Task goal
Reproduce the full passage on healthcare worker burnout word for word.

Stress is a natural response from the body and it helps you react and adapt. However, when you’re a physician, nurse, or other healthcare professional under long-term stress at work, you might find yourself exhausted and cynical regarding your work life. This is not a good place to be. It can detrimental to your mental health, your productivity, and your overall happiness. But take heart in knowing that recovering from physician and nurse burnout is completely possible.
If you’re suffering from burnout, know that you’re not alone. This is not a new problem. According to one 2001 study, it was estimated that 50% of physicians and 43% of nurses in the US were suffering from burnout. These numbers have not greatly decreased during the past two decades, and symptoms of burnout for nurses and other healthcare workers are only expected to increase in the context of the COVID-19 pandemic.
But how can you tell if you have burnout? And what can you do to recover from burnout if you have it?

Data excerpts

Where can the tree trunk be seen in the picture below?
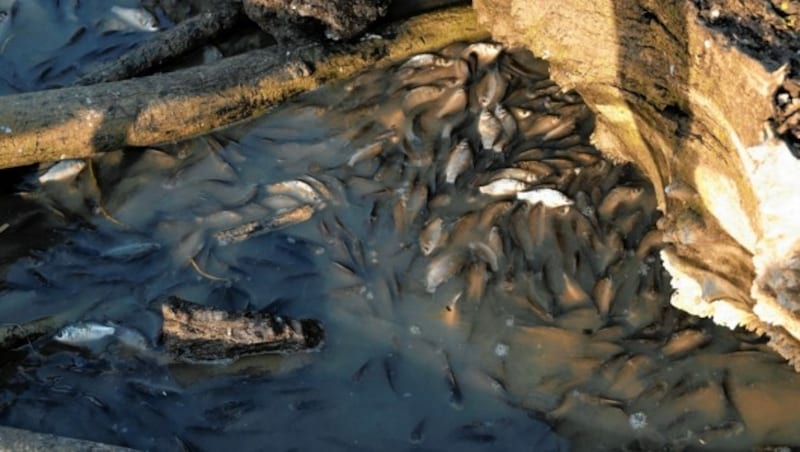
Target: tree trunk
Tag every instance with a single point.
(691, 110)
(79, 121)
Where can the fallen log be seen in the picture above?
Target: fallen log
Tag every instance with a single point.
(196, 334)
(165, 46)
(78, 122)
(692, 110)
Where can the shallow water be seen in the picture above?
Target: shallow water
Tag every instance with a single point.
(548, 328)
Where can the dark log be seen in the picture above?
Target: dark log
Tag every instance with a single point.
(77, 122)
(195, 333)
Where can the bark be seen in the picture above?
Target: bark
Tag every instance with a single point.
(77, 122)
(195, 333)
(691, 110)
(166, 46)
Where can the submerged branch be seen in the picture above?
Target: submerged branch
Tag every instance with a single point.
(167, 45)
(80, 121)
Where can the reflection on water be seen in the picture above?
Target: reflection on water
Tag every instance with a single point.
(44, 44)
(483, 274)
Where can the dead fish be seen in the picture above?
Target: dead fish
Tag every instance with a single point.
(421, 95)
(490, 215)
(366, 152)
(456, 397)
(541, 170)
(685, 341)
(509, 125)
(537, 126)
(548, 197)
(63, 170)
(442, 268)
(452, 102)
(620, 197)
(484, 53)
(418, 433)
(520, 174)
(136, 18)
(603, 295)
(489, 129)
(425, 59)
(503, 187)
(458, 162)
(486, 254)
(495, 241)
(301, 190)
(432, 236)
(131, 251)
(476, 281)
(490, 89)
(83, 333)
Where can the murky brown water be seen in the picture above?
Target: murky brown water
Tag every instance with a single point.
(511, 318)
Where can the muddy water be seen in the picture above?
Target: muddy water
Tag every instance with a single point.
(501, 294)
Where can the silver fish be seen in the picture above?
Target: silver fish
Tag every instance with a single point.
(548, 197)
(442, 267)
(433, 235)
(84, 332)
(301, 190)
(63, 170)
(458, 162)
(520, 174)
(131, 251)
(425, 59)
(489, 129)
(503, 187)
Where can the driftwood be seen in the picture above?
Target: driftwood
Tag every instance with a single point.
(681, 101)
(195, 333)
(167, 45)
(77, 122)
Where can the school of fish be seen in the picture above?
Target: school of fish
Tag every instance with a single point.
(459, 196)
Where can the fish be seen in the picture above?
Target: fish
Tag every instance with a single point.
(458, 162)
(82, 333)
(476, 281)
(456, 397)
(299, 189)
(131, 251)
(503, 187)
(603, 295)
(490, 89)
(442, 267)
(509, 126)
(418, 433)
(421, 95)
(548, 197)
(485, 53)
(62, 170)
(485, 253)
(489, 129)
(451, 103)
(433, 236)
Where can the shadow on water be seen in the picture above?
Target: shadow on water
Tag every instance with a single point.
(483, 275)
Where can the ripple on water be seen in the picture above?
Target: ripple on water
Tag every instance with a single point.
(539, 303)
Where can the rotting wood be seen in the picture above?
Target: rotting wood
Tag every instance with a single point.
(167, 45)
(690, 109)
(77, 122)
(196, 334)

---

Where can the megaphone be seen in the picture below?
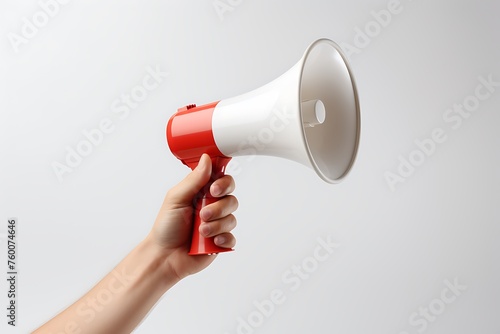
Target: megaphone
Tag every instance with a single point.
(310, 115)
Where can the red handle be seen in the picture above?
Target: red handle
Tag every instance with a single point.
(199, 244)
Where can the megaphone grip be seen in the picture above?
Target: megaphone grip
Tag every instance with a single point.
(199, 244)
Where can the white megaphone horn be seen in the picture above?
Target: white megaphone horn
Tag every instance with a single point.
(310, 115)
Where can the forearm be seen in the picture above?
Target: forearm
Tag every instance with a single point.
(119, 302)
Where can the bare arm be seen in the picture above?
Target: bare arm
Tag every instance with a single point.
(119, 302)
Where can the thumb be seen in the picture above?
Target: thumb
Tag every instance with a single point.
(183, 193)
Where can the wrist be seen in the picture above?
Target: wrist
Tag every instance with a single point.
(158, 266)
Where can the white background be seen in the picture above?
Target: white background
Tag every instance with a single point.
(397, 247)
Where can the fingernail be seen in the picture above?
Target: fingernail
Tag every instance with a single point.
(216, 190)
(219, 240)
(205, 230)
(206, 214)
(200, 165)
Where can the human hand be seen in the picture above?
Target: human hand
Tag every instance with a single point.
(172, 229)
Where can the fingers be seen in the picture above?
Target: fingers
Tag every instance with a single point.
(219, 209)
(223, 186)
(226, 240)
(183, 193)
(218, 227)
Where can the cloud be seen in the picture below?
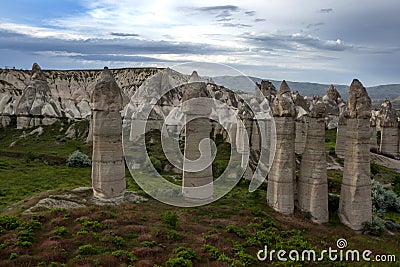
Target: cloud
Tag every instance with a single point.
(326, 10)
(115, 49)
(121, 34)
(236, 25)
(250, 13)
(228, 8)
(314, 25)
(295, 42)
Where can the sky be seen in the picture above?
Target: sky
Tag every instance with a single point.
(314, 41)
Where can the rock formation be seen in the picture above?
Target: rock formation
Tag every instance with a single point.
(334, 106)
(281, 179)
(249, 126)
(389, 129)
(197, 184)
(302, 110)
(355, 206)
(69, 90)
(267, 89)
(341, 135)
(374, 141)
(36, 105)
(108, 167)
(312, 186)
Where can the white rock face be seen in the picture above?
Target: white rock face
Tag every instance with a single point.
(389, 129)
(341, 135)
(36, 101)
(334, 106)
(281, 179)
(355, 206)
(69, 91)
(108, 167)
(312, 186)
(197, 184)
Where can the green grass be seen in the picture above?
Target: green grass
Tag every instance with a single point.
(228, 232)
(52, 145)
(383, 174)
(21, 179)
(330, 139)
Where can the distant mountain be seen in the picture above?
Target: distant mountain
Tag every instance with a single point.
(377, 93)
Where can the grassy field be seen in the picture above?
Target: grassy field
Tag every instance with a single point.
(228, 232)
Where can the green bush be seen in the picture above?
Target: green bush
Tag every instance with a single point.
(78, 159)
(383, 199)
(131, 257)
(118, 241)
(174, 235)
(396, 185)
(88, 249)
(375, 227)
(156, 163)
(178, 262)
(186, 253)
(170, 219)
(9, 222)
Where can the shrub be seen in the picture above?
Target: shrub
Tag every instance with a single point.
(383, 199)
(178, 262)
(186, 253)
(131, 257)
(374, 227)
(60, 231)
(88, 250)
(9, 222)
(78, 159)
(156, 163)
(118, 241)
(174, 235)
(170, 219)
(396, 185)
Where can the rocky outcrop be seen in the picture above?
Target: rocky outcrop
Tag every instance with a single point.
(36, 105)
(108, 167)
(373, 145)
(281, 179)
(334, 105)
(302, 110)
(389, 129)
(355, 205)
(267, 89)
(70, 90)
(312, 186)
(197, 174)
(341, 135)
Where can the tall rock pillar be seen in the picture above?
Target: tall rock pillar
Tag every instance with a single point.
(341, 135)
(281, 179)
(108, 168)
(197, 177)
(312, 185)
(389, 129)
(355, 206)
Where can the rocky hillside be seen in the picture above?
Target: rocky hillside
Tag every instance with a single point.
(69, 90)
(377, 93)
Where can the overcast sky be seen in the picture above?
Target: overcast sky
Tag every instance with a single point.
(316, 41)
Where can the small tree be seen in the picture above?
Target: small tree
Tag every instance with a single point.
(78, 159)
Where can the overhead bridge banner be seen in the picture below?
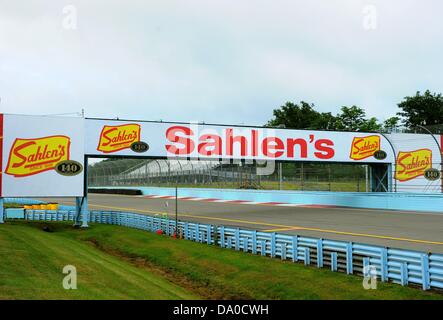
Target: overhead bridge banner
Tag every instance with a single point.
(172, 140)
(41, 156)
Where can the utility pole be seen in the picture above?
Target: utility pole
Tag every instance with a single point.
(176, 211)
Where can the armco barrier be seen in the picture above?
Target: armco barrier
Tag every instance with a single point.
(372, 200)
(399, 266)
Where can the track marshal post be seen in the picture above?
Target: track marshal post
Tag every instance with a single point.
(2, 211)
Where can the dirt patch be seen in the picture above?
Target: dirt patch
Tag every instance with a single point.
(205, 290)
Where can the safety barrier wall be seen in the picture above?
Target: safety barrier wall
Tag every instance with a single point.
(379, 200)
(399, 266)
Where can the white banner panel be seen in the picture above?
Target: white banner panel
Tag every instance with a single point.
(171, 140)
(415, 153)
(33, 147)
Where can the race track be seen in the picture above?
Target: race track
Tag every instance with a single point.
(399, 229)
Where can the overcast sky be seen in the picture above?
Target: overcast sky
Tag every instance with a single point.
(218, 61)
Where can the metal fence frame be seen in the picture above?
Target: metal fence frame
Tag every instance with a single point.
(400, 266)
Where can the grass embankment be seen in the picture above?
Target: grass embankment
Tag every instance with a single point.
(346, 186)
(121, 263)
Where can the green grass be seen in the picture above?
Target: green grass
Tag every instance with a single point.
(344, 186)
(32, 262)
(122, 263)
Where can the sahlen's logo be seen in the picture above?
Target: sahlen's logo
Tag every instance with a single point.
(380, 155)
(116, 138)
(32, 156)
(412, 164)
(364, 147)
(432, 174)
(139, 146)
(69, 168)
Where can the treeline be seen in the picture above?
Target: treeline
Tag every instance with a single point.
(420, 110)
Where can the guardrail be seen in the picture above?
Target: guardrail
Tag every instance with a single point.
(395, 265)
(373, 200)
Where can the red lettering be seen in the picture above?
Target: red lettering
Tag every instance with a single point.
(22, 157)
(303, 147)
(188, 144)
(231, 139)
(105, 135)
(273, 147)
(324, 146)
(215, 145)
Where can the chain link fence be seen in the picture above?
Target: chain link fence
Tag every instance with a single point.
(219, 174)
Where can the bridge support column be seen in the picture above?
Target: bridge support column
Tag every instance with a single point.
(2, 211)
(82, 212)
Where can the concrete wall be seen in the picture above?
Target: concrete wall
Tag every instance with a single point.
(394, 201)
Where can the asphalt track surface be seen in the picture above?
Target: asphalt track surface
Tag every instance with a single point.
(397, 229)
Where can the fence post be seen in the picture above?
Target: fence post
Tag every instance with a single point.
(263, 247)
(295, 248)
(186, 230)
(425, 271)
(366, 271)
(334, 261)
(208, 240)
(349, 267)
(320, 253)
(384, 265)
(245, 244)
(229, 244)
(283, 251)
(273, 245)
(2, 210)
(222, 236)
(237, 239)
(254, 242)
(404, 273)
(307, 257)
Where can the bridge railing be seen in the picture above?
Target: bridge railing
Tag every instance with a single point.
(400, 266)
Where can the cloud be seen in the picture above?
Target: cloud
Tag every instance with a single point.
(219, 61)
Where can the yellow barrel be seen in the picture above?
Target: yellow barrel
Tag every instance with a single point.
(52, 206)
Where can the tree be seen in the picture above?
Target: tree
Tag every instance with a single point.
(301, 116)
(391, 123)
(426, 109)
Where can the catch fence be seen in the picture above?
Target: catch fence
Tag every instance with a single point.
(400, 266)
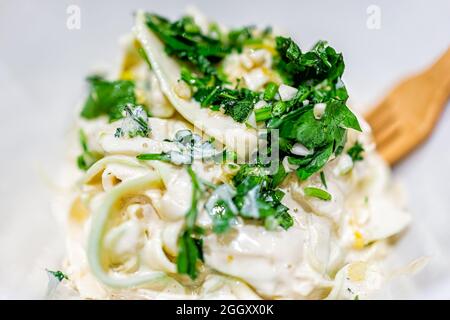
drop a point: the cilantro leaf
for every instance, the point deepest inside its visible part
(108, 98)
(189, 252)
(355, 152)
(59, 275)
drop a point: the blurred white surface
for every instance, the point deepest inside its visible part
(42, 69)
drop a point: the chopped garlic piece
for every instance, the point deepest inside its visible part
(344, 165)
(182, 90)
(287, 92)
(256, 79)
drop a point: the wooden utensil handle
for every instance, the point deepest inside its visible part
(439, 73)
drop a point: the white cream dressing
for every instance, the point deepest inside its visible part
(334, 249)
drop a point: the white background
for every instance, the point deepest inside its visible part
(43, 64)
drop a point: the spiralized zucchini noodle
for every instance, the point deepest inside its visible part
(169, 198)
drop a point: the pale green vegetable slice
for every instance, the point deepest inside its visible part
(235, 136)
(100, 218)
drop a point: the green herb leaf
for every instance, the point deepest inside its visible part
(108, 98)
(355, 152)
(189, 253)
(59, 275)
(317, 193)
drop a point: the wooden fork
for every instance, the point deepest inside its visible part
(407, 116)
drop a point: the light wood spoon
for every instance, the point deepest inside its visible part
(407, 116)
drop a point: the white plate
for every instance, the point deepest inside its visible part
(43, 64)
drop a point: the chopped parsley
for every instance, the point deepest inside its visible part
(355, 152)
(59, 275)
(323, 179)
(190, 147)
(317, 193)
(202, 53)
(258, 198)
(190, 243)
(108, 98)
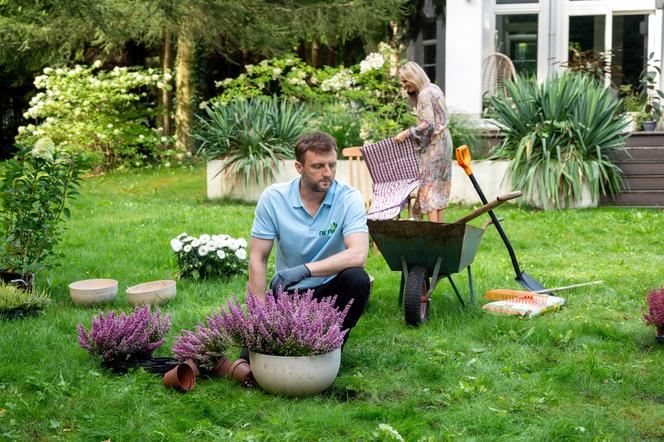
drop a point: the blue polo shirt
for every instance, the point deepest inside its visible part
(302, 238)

--

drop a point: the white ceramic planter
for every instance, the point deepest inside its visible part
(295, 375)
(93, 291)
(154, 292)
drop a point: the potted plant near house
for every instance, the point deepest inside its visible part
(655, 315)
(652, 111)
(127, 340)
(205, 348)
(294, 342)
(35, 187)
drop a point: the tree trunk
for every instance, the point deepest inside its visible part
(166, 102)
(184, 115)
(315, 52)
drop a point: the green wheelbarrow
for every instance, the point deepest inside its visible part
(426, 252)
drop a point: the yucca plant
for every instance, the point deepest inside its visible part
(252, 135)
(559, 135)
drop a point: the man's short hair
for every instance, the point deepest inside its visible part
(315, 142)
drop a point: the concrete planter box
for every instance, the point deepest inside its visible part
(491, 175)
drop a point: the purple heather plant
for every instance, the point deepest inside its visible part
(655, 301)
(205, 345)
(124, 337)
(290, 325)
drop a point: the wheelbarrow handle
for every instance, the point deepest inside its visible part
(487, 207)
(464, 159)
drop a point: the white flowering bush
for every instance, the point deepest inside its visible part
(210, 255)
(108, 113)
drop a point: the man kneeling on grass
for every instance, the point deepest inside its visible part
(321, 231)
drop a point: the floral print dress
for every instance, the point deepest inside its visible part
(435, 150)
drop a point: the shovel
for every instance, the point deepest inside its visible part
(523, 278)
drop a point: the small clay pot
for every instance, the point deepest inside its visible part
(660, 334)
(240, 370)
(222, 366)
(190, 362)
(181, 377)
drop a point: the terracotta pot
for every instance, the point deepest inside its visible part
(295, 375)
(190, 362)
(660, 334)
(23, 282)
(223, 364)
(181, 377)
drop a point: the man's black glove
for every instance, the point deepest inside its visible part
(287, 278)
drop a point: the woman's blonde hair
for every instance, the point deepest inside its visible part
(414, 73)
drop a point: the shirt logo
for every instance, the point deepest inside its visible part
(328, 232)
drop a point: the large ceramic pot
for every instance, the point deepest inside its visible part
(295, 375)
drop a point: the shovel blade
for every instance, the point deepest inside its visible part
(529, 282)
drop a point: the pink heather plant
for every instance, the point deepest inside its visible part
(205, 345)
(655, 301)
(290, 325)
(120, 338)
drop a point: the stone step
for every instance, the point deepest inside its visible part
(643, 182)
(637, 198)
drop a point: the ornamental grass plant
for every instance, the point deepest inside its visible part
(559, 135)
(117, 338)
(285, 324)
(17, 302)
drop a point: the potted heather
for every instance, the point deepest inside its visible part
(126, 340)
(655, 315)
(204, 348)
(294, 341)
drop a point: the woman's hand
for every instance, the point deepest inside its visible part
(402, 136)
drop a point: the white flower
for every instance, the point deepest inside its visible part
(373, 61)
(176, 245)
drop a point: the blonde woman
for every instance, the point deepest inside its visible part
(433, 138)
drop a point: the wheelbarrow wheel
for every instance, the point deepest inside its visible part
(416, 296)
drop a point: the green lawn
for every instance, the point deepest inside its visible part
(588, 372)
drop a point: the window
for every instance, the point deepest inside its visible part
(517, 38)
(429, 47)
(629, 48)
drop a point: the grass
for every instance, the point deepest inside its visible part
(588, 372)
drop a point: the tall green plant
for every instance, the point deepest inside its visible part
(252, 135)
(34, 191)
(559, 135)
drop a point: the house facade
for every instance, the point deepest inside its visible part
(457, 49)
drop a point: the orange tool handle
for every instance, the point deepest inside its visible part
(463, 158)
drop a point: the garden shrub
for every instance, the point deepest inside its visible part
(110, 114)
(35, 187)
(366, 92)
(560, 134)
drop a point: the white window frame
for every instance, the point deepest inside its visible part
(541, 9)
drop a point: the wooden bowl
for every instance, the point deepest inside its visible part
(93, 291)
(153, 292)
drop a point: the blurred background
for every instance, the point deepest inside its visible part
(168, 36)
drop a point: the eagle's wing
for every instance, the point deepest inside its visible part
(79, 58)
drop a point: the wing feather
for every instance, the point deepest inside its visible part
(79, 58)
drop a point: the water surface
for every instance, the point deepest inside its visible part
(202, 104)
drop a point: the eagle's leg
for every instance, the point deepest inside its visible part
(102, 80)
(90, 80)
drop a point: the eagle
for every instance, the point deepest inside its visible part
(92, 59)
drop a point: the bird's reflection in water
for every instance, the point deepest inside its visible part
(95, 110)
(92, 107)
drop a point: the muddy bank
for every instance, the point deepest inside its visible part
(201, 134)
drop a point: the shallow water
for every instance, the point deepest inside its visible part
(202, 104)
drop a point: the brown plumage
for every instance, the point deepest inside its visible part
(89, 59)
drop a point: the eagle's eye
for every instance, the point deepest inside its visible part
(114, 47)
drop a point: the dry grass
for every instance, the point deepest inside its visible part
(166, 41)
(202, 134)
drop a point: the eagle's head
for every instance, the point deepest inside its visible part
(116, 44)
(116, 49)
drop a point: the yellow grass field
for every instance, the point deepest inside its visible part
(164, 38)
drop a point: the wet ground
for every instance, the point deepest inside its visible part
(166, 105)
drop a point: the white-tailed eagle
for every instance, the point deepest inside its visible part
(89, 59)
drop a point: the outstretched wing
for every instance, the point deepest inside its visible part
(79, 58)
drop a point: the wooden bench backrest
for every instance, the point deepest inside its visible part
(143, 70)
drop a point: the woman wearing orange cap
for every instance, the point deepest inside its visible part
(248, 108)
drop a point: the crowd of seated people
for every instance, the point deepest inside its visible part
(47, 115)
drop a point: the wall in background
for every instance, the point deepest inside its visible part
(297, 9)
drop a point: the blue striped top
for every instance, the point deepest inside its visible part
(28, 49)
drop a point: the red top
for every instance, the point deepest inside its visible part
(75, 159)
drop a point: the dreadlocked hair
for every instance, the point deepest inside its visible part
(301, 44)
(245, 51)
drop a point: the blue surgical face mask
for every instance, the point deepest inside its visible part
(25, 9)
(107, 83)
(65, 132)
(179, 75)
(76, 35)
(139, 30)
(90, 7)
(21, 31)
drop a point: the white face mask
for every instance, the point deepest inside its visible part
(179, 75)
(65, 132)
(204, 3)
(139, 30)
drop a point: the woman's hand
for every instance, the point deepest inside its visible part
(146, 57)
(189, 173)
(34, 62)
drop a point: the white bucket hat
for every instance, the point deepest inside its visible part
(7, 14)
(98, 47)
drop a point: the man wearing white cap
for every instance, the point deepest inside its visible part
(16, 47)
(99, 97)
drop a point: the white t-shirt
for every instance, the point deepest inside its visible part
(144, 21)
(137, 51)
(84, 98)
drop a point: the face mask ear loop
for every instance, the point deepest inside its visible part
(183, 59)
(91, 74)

Answer box
Stress is a natural response from the body and it helps you react and adapt. However, when you’re a physician, nurse, or other healthcare professional under long-term stress at work, you might find yourself exhausted and cynical regarding your work life. This is not a good place to be. It can detrimental to your mental health, your productivity, and your overall happiness. But take heart in knowing that recovering from physician and nurse burnout is completely possible.
If you’re suffering from burnout, know that you’re not alone. This is not a new problem. According to one 2001 study, it was estimated that 50% of physicians and 43% of nurses in the US were suffering from burnout. These numbers have not greatly decreased during the past two decades, and symptoms of burnout for nurses and other healthcare workers are only expected to increase in the context of the COVID-19 pandemic.
But how can you tell if you have burnout? And what can you do to recover from burnout if you have it?